Given records:
----

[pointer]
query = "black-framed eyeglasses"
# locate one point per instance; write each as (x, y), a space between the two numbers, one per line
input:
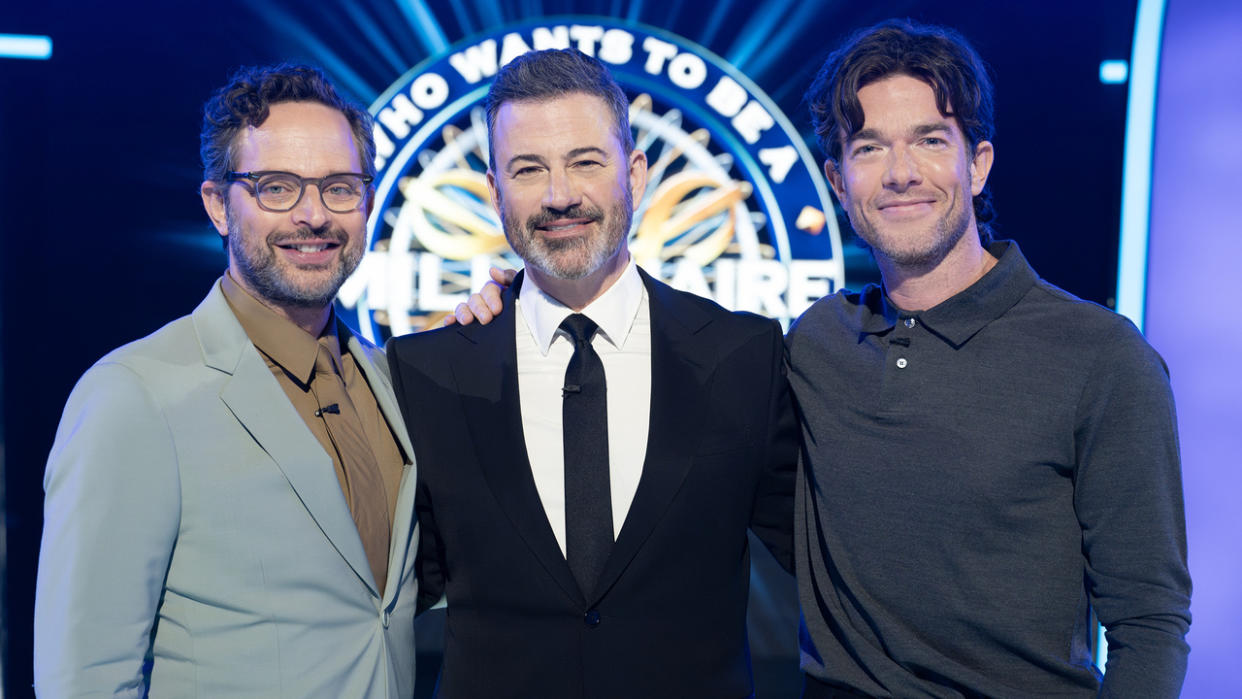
(340, 193)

----

Exercise directions:
Without changing a word, transcribe all of the data and omit its images.

Your solution:
[pointer]
query = "black-framed eyeglasses"
# locate one point per instance; write each as (x, y), a space between the two numbers, one per line
input:
(340, 193)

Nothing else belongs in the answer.